## Task description
Going line by line through the entries below, note each one with "matching", then report how many there are and nothing else.

Referring expression pointing data

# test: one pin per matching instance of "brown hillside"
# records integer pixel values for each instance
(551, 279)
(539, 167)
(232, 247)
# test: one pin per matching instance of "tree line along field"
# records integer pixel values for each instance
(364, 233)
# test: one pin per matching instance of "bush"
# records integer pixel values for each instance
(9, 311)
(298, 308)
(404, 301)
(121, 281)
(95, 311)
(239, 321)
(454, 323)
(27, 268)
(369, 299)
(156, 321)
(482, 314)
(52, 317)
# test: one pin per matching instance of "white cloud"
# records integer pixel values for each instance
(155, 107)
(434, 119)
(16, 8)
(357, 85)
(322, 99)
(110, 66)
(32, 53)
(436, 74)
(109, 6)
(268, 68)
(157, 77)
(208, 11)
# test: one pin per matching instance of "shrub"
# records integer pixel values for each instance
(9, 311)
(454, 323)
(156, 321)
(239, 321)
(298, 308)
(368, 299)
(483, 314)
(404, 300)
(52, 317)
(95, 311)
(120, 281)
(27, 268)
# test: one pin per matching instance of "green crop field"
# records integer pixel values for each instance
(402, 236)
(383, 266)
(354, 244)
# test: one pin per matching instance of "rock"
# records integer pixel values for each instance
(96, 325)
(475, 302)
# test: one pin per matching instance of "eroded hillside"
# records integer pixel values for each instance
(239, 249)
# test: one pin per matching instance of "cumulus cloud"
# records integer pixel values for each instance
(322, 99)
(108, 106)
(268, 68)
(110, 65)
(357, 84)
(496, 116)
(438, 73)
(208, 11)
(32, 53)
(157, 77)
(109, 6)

## Output of the task
9